═════ DATA LISTING

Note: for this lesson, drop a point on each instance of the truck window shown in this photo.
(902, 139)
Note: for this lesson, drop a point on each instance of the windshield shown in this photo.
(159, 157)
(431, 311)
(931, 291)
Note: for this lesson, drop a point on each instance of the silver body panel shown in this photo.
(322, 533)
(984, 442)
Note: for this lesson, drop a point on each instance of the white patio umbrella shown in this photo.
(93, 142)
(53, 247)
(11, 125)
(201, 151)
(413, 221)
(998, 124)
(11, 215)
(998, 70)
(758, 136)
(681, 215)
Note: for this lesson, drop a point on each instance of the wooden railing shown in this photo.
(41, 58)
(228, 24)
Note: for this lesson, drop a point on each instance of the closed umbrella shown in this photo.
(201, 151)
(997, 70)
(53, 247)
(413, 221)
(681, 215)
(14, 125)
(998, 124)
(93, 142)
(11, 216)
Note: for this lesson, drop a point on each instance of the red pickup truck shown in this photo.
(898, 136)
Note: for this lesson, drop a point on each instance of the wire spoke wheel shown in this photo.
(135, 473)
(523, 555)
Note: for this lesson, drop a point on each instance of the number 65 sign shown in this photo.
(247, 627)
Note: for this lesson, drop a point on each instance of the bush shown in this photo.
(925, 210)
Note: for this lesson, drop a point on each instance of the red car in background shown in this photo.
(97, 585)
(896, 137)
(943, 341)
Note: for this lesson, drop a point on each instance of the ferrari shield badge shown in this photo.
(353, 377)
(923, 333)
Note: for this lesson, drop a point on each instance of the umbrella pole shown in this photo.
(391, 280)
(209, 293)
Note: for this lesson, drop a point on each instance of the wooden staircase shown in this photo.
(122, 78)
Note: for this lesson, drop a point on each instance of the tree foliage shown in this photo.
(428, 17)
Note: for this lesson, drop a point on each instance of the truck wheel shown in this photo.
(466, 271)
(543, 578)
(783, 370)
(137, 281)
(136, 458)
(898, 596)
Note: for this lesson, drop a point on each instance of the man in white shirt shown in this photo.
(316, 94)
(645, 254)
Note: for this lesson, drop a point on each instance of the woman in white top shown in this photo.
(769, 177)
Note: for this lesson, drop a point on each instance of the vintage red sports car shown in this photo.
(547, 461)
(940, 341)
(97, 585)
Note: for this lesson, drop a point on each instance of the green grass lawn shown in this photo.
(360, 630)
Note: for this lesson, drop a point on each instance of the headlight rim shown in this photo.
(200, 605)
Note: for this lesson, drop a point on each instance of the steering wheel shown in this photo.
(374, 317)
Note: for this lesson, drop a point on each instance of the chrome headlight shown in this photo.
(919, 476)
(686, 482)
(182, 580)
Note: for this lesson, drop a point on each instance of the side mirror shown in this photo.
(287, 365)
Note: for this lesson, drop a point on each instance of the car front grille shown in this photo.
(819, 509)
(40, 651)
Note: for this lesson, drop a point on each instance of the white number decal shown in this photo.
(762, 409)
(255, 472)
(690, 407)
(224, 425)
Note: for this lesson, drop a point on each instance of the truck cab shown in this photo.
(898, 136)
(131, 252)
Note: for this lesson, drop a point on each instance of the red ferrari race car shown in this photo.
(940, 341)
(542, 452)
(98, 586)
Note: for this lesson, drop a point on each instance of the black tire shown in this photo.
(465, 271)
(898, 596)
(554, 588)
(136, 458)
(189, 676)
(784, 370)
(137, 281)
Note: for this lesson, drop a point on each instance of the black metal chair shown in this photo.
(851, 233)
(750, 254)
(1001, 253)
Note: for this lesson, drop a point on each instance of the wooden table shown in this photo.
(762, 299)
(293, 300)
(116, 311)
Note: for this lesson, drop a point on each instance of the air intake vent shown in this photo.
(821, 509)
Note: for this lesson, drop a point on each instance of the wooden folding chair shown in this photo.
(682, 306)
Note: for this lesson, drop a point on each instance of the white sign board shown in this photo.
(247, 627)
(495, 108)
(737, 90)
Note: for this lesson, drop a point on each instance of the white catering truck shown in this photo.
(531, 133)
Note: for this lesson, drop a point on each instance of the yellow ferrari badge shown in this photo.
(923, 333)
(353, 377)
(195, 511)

══════════

TASK INSTRUCTIONS
Copy out all the records again, replacing "drop a point" with "place a marker" everywhere and changing nothing else.

CORRECT RESPONSE
Note: for this lesson, place a marker on each instance of the truck window shown in this photo.
(902, 139)
Note: for this lesson, place a marker on each instance of the windshield shown in this photo.
(159, 157)
(431, 311)
(931, 291)
Note: for this lesson, place a marker on each instance of the silver body panel shown in this photo.
(322, 533)
(984, 442)
Note: for this lesson, place a marker on each instance of the white patio umbrella shown in this photo.
(93, 142)
(53, 247)
(11, 125)
(201, 151)
(413, 221)
(998, 124)
(11, 215)
(998, 70)
(758, 136)
(681, 215)
Note: for this lesson, place a marker on each instance of the wooden railing shown in this photo.
(41, 58)
(228, 24)
Note: for this lesson, place a marker on each instance of the closed umbrella shown in this photo.
(201, 151)
(997, 70)
(53, 247)
(413, 221)
(681, 215)
(14, 125)
(998, 124)
(93, 142)
(11, 216)
Note: for this lesson, place a marker on each instance of the red pickup truck shown in this photo.
(898, 136)
Note: for this lesson, place a marker on each instance of the wire spoke wheel shown in this photo.
(135, 473)
(523, 555)
Note: for this lesson, place a marker on each instance of the number 65 sign shown in this photo.
(247, 627)
Note: for this lesson, place a marker on each instance of the bush shown in this photo.
(925, 210)
Note: for this lesson, place a marker on each instance of the red car in background shown in this photo.
(97, 585)
(896, 137)
(943, 341)
Note: for this lesson, place a marker on each instance of the ferrari shield badge shown in this photo.
(353, 377)
(923, 333)
Note: for this lesson, place a marker on each instance of the umbrella pole shown in this photo.
(391, 280)
(209, 293)
Note: for this lesson, place a marker on each instance of the wooden staircase shown in this photo.
(122, 78)
Note: for this lesson, place a marker on each instance of the tree foliage shown in this photo.
(428, 17)
Note: for this lesson, place a marker on each instance of the truck wheel shown in this photo.
(466, 271)
(543, 578)
(783, 370)
(137, 281)
(136, 458)
(898, 596)
Note: for this lesson, place a marker on each instance of the man in white shirt shown in this photo.
(316, 94)
(645, 254)
Note: for this lesson, place a marker on each instance of the woman in white top shown in this photo.
(769, 177)
Note: for this lesson, place a marker on each instance of the vintage red sports car shown in this photo.
(547, 461)
(940, 341)
(97, 585)
Note: for this lesson, place a marker on each instance of the green grass lawn shown in this photo.
(360, 630)
Note: for this lesson, place a marker on each instance of the headlight rim shown in this photo.
(200, 605)
Note: for this lesson, place a marker on each instance of the steering wheel shown in this photo.
(374, 317)
Note: for this lesson, place a marker on each instance of the chrome headlight shown in this photo.
(919, 476)
(686, 482)
(182, 580)
Note: for this lesson, place a marker on each instance of the side mirror shown in this photo.
(287, 365)
Note: for this lesson, place a marker on each instance of the car front grille shown in this photo.
(819, 509)
(40, 651)
Note: for this lesson, place a marker on each instance of the white number decal shown in this photo.
(762, 409)
(255, 472)
(690, 407)
(224, 425)
Note: for this lesson, place a marker on each instance of the truck cab shown in this photo.
(898, 136)
(131, 252)
Note: for this lesson, place a marker on each instance of the red ferrari race car shown in this photo.
(940, 341)
(542, 452)
(98, 586)
Note: for this lesson, place a marker on each instance of the black tire shown in this photo.
(465, 271)
(898, 596)
(554, 588)
(136, 458)
(189, 676)
(784, 370)
(137, 281)
Note: for this lesson, place a marker on each instance of the black metal chair shown in this photo.
(851, 233)
(750, 254)
(1001, 253)
Note: for this lesson, place a marker on each instance of the wooden table shown in this photo.
(762, 299)
(293, 300)
(116, 311)
Note: for this lesson, place a marker on each instance of the air intake vent shown in this photo.
(821, 509)
Note: for this lesson, place a marker on each instance of the wooden folding chair shown in this photo.
(682, 306)
Note: for this lesson, place a marker on each instance of the white sign board shown in this photo.
(247, 627)
(495, 108)
(737, 90)
Note: for this lesson, place a marker on each instance of the white catering truck shown in this photo.
(531, 133)
Note: for this lesson, place a marker on each instance of the yellow ferrari badge shown in this photo.
(923, 333)
(353, 377)
(195, 511)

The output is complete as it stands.